▶ **Information supplied**
------------------------------------------------

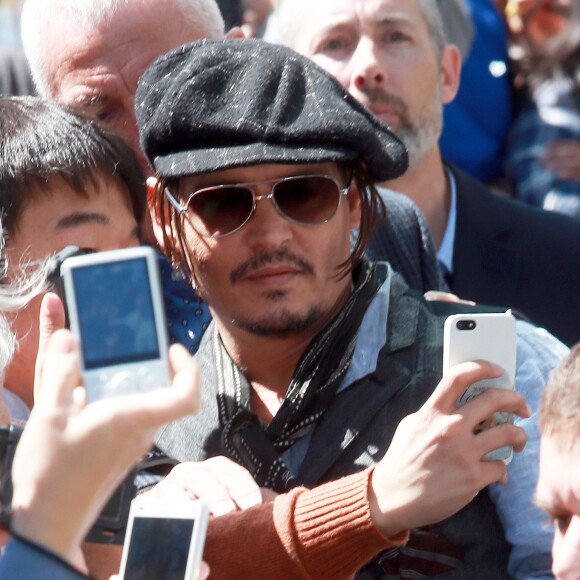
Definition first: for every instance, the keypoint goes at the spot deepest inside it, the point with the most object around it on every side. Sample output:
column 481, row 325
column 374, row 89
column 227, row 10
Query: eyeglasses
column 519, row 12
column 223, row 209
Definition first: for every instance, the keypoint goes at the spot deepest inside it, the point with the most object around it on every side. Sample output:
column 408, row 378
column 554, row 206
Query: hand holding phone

------------------------------------------------

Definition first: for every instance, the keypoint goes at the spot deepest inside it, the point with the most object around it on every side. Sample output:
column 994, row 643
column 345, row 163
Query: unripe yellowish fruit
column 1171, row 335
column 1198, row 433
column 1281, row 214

------------------------------------------------

▶ **Exercise aim**
Copy word for word the stretch of entries above from the line that has "column 227, row 10" through the line that has "Query: hand holding phone", both ends included, and nothing outside it.

▶ **Reply to the exercise**
column 227, row 10
Query: eyeglasses
column 519, row 12
column 223, row 209
Definition first: for every instance, the keypoint goes at the spot deepest inside it, the point with the most object around it on every side. Sample output:
column 408, row 378
column 554, row 206
Query: hand holding phone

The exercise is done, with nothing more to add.